## WORK REQUIRED:
Report every line from the material that contains the word "rough".

§ §

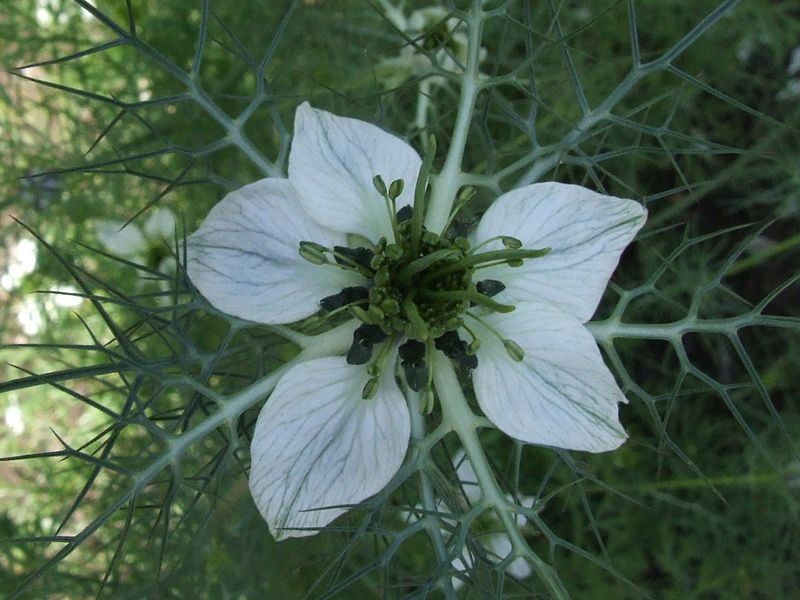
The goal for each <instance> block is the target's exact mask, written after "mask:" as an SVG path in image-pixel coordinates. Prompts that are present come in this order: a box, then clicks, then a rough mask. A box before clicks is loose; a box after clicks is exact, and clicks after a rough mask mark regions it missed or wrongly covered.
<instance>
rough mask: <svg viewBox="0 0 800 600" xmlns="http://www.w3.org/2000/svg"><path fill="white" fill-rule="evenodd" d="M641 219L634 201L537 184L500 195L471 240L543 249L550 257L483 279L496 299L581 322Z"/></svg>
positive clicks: (512, 268)
mask: <svg viewBox="0 0 800 600" xmlns="http://www.w3.org/2000/svg"><path fill="white" fill-rule="evenodd" d="M646 218H647V211H646V210H645V209H644V207H642V205H641V204H639V203H638V202H635V201H633V200H626V199H623V198H616V197H614V196H605V195H603V194H598V193H597V192H593V191H591V190H588V189H586V188H583V187H580V186H577V185H569V184H564V183H556V182H552V183H536V184H533V185H528V186H525V187H522V188H519V189H517V190H513V191H511V192H508V193H506V194H503V195H502V196H500V197H499V198H498V199H497V201H495V203H494V204H493V205H492V206H491V207H490V208H489V210H487V211H486V213H485V214H484V216H483V218H482V219H481V221H480V223H479V224H478V227H477V229H476V231H475V235H474V239H475V240H478V241H480V240H486V239H489V238H491V237H494V236H498V235H506V236H512V237H515V238H517V239H519V240H520V241H521V242H522V244H523V246H524V247H525V248H550V252H549V254H547V255H546V256H543V257H541V258H536V259H532V260H528V261H526V262H525V264H524V265H523V266H522V267H519V268H516V269H515V268H512V267H508V266H506V265H502V266H498V267H492V268H489V269H486V272H485V275H486V277H490V278H492V279H498V280H500V281H502V282H503V283H504V284H505V285H506V290H505V291H504V292H503V296H502V297H503V298H505V299H506V300H508V301H509V302H510V303H511V304H515V303H517V302H524V301H527V300H530V299H538V300H544V301H547V302H549V303H551V304H553V305H555V306H557V307H559V308H560V309H562V310H564V311H565V312H568V313H569V314H571V315H573V316H575V317H577V318H578V319H579V320H580V321H581V322H582V323H585V322H586V321H588V320H589V319H590V318H591V316H592V315H593V314H594V311H595V310H596V309H597V305H598V303H599V302H600V298H601V297H602V295H603V291H604V290H605V288H606V285H607V284H608V280H609V279H610V277H611V274H612V273H613V272H614V269H615V268H616V267H617V264H618V263H619V259H620V255H621V254H622V251H623V250H624V249H625V247H626V246H627V245H628V244H630V243H631V241H632V240H633V239H634V237H636V233H637V232H638V231H639V229H641V227H642V226H643V225H644V222H645V220H646ZM499 244H500V242H495V243H494V245H493V246H492V247H498V246H499Z"/></svg>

§ §

## PROBLEM SOLUTION:
The goal for each <instance> block is the target's exact mask, written after "mask:" as an SVG path in image-pixel coordinates. Prompts that are present come in this order: a box, then clicks, then a rough mask. A box before clicks is loose; a box after clicks is exact, and clicks after a rough mask mark regions it missed or wrongly covered.
rough mask: <svg viewBox="0 0 800 600" xmlns="http://www.w3.org/2000/svg"><path fill="white" fill-rule="evenodd" d="M641 219L634 201L537 184L500 195L471 240L543 249L550 257L483 279L496 299L581 322Z"/></svg>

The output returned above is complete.